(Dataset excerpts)
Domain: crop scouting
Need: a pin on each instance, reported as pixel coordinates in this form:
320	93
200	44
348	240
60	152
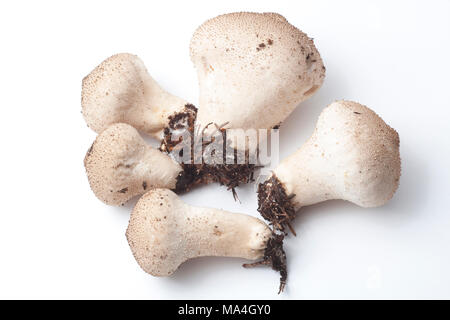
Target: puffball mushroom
352	155
120	165
253	69
120	89
164	232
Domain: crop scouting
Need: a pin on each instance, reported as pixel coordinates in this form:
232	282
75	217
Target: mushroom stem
164	232
352	155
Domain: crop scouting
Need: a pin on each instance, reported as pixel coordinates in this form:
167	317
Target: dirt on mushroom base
275	205
275	257
197	171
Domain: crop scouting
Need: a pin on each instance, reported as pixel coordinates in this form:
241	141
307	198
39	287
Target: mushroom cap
120	165
120	89
253	69
352	155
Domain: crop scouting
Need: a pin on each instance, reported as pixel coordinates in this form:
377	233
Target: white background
58	241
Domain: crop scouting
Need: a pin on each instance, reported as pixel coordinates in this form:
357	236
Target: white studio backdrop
58	241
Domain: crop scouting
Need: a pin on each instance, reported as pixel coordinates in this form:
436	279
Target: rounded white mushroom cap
121	90
352	155
120	165
253	69
163	232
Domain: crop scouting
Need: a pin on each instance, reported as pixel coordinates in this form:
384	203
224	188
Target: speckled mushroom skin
120	165
253	69
352	155
163	232
120	89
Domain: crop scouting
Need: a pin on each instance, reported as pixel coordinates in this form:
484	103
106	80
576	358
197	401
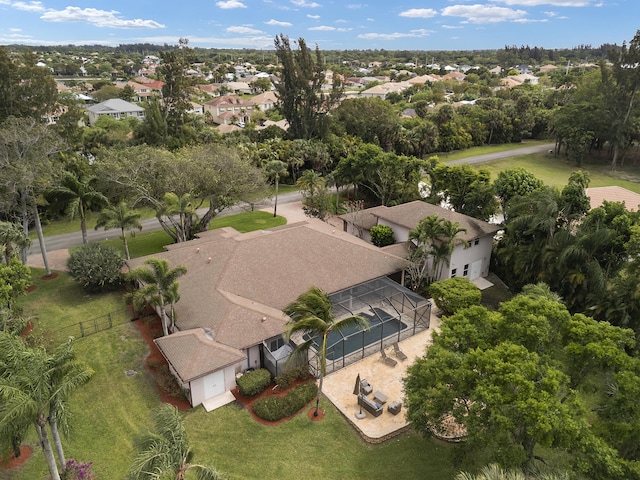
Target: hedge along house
470	262
229	317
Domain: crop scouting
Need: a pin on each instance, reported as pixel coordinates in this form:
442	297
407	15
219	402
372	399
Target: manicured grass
473	151
113	407
148	243
555	170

# Activity
Now transcribe all the entries above exactly, so that no picture is carried over.

# Answer section
Domain: crop scouting
Need: a pin on each instance, reported as pixel coordinates in this form:
320	93
200	44
348	240
60	152
Target: puffball mushroom
352	155
120	165
253	69
120	89
164	232
Domain: crop scouting
Need: a pin on each instance, reported as pixel coordinates in this form:
232	282
75	217
Target: mushroom stem
164	232
352	155
Domain: crop scouting
Need: a pin on each instance, reported as pixel coordinates in this form:
167	317
Target: dirt on mushroom base
275	205
275	257
197	171
Domain: crop scouting
Need: a pin on each instance, reported as pixel coordinates in this form:
241	141
307	198
39	287
Target: mushroom cap
120	165
120	89
253	69
352	155
Domain: crop scouting
Need: a pin on each instance, reported as pixel coordinates in this form:
377	233
Target: white background
58	241
Domain: crop scouting
Need: a pin on each instance, reported as pixel coordinates in this form:
357	236
Target: white studio backdrop
58	241
Domain: crop scouting
Need: a pin on each instance, reported as pixel coordinates in this form:
436	279
Target: rounded white mushroom cap
121	90
352	155
120	165
253	69
163	232
Domain: crop scouting
Need: a pin on each instance, reported as pixel coordinates in this form:
384	203
224	188
Target: speckled mushroom skin
120	165
253	69
352	155
163	232
120	89
Domain: crop scouting
Need: a pin on each instance, reported as pixel coordinates in this form:
484	103
106	80
576	358
197	401
Target: hedge along house
470	262
229	317
Domain: crop scouting
Need: a pin on each instance, reported as pixel coordinates in this form:
442	297
407	15
219	402
372	399
Target: manicured grass
473	151
113	407
148	243
555	170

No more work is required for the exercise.